Aim of the exercise ::
Copy every entry exactly.

— Begin Provided data —

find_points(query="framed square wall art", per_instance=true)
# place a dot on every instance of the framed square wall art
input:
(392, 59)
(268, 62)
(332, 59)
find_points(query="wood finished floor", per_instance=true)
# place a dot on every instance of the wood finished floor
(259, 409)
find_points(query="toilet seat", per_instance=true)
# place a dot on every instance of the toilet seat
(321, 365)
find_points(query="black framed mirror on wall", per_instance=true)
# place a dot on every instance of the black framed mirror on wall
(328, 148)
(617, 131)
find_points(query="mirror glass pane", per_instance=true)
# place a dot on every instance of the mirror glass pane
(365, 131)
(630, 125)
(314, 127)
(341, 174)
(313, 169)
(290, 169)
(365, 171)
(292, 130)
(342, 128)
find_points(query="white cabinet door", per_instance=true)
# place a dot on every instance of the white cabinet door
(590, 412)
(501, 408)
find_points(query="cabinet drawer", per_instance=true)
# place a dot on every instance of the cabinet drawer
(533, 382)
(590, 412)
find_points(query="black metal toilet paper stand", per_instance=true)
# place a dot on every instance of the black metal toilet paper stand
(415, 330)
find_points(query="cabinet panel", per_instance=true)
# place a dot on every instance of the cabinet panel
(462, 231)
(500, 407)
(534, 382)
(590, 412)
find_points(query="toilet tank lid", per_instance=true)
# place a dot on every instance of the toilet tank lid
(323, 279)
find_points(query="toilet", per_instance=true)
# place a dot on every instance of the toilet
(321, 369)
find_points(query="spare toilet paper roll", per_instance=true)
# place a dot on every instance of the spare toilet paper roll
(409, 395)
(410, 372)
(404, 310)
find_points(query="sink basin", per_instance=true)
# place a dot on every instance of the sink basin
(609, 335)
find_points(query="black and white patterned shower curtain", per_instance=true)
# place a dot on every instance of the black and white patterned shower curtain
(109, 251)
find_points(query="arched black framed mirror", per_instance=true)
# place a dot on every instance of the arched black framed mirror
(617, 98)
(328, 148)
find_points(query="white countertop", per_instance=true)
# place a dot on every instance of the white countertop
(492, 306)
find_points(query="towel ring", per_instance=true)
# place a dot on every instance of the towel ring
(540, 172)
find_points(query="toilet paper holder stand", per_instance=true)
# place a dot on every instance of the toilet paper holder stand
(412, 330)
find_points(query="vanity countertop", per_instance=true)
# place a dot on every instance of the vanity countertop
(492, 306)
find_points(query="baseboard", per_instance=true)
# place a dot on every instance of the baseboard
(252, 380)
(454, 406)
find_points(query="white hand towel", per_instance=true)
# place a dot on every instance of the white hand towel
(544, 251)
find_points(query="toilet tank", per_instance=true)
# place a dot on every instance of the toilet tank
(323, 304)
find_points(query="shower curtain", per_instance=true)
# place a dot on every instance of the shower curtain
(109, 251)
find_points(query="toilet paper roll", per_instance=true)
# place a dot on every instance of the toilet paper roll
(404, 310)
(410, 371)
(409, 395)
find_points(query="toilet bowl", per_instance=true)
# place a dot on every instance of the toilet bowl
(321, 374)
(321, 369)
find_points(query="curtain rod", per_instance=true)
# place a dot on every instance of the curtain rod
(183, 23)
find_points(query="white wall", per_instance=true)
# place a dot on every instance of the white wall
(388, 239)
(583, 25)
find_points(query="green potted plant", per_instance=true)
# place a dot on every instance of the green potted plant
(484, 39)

— End Provided data —

Solved problem ::
find_points(query="framed square wall art", per_instance=true)
# place a dot on every instance of the framed square wall art
input:
(392, 59)
(268, 62)
(332, 59)
find_points(query="wood finished floor", per_instance=true)
# place a dot on every instance of the wood finished floor
(259, 409)
find_points(query="toilet seat", per_instance=true)
# place a dot on every instance of the toilet seat
(321, 365)
find_points(query="black framed mirror on wall", per_instance=true)
# place a dot on every instance of the black framed mirror on wall
(328, 148)
(617, 131)
find_points(query="mirror glass pane", per_instance=true)
# place a dot on every instance of the mirror glass pane
(365, 131)
(630, 125)
(314, 127)
(341, 174)
(313, 169)
(290, 169)
(365, 171)
(292, 130)
(342, 128)
find_points(query="white cabinet door", per_instance=true)
# place a dot on every instance of the white cabinet door
(590, 412)
(501, 408)
find_points(query="cabinet drawer", per_instance=true)
# place a dot on every instance of the cabinet drawer
(533, 382)
(590, 412)
find_points(query="black metal toilet paper stand", per_instance=true)
# place a dot on every instance of the black metal toilet paper stand
(415, 330)
find_points(query="cabinet panel", per_instance=true)
# place a dot on every instance of the cabinet panel
(462, 231)
(500, 407)
(534, 382)
(590, 412)
find_points(query="toilet tank lid", per_instance=true)
# place a dot on every instance of the toilet tank lid
(323, 279)
find_points(query="toilet", per_instance=true)
# place a dot on every instance of the toilet
(321, 369)
find_points(query="spare toilet paper roll", per_instance=true)
# place a dot on every instance of the spare toilet paper roll
(409, 395)
(410, 372)
(404, 310)
find_points(query="sink basin", per_instance=true)
# place a dot on every instance of the sink basin
(609, 335)
find_points(query="black and white patterned shower curtain", per_instance=true)
# place a dot on every instance of the black and white patterned shower curtain
(109, 251)
find_points(query="arched black framed mirror", per_instance=true)
# place a dot on every instance of the arched black framed mirror
(617, 98)
(328, 148)
find_points(query="white countertop", per_instance=true)
# place a dot on every instance of the white countertop
(492, 306)
find_points(query="towel ring", per_instance=true)
# place a dot on every instance of the towel ring
(540, 172)
find_points(query="toilet paper holder stand", per_instance=true)
# place a dot on every instance of the toilet paper holder stand
(412, 330)
find_points(query="vanity countertop", per_instance=true)
# place a dot on every instance of the vanity countertop
(492, 306)
find_points(query="baseboard", per_instance=true)
# place a dot on every instance of the baseboard
(252, 380)
(454, 406)
find_points(query="white hand towel", per_instance=true)
# place a dot on every instance of the white hand towel
(544, 251)
find_points(query="toilet tank", per_instance=true)
# place a dot on every instance of the toilet tank
(323, 304)
find_points(query="shower curtain", per_instance=true)
# place a dot on every instance of the shower curtain
(109, 251)
find_points(query="toilet paper roll", per_instance=true)
# place a dot on every instance of the toilet paper roll
(404, 310)
(410, 371)
(409, 395)
find_points(query="toilet bowl", per_instance=true)
# place a dot on every instance of the toilet bowl
(321, 374)
(321, 369)
find_points(query="curtain rod", per_instance=true)
# place a dot on every instance of the curtain rod
(183, 23)
find_points(query="white wall", per_instance=true)
# place a dot on every instance of the white wall
(388, 239)
(583, 25)
find_points(query="green potted plant", per_instance=true)
# place a dot on every instance of the green potted plant
(484, 39)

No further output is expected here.